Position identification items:
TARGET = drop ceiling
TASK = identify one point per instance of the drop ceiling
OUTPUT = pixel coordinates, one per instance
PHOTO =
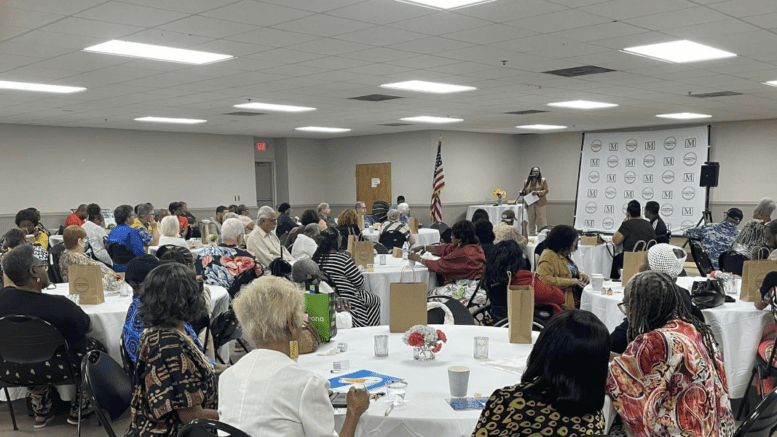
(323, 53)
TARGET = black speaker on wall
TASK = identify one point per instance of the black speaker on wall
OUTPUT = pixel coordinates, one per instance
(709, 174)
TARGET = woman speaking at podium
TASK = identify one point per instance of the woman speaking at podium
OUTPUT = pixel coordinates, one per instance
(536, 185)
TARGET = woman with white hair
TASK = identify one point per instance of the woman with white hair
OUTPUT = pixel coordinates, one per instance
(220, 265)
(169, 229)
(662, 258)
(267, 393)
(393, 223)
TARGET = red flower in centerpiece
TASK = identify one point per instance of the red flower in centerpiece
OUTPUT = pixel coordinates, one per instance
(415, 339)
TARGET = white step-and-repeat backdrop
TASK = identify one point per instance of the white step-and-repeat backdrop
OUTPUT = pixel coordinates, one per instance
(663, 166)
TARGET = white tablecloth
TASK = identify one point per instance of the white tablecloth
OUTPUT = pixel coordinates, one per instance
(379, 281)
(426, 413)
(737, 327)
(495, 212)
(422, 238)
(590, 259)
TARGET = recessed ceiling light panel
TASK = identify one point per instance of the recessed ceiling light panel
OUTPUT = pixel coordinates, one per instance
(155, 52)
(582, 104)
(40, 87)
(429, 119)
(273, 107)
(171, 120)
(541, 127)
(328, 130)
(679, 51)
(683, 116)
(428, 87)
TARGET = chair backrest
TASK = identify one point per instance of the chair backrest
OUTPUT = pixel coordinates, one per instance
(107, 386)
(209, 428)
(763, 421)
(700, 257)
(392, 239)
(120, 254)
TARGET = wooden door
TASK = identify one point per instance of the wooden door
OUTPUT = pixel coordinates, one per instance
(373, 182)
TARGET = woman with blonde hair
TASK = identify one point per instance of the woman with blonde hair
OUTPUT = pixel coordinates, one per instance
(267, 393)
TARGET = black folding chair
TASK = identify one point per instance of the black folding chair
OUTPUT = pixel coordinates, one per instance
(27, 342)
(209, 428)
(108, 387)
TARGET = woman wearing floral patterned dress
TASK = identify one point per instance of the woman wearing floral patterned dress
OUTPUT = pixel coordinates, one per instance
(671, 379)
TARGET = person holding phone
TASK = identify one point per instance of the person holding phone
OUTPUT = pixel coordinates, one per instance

Problem statement - Reproduce every one of the items above word for word, omitting the pictures.

Solution -
TARGET = drop ceiling
TASK = identify one point per instance of the drop ceiling
OUTPUT = pixel coordinates, one per instance
PHOTO =
(323, 53)
TARGET = black speaker on wall
TASK = identify one point per instance of the black speaker on wall
OUTPUT = pixel coordinates, one per instance
(709, 174)
TARGET = woman speaking at podium
TASK = identify one point per instance of the woman speaking at podium
OUTPUT = pixel coordinates, one per instance
(536, 185)
TARGET = woman with white hair
TASK = identify one point per instance of the woman with white hair
OUTPUT = pixel coordinates, one per instance
(220, 265)
(169, 229)
(662, 258)
(267, 393)
(393, 223)
TARGET = red flower in centerpiece
TASK = identify one point per instance of the red flower in centerpiece
OUTPUT = pixel coordinates, one per instance
(415, 339)
TARGET = white step-and-repeat backdrop
TASK = identify one point per instance of the white step-and-repeat backdrop
OUTPUT = pixel coordinates, one per instance
(663, 166)
TARGET = white tablecloth
TASK = identify one point per instance of the white tablecloth
OUTPUT = pixel coordinates, one per instance
(379, 281)
(426, 413)
(737, 327)
(495, 212)
(422, 238)
(590, 259)
TARGET = recessed ceiling light panel
TASK = identify one point per instance of the recessed ceiling light panel
OUTPUT = pixel coordinates, one per instance
(155, 52)
(582, 104)
(40, 87)
(429, 119)
(273, 107)
(171, 120)
(541, 127)
(328, 130)
(679, 51)
(683, 116)
(428, 87)
TARGET = chair backrest
TASK = identify one point per instance of the chair backrest
OUTPUT = pixel coordinates, one per instance
(107, 386)
(209, 428)
(763, 421)
(700, 257)
(392, 239)
(120, 254)
TARGET = wooden door
TASK = identify one point per instance of the wooden door
OUTPUT = pixel coordinates, one per instance
(373, 182)
TARGET = woman with blonde hair
TASK = identify one point per instance of the woman with blonde hair
OUTPUT = pixel coordinates, one per instance
(267, 393)
TARGET = black folding chair
TASK = identify one point per instance of the black folding chair
OUTPUT = pixel coordinates, one per instance
(27, 342)
(209, 428)
(108, 387)
TARGET = woman wearing floral patterned dress
TASK = identify one point per instance of the woman wearing floral patterned dress
OUTPUT = pixel coordinates, one per instance
(671, 379)
TARGET = person holding phone
TASK = identify one point per instance of the person holding phone
OUTPUT = pixel coordinates, one per instance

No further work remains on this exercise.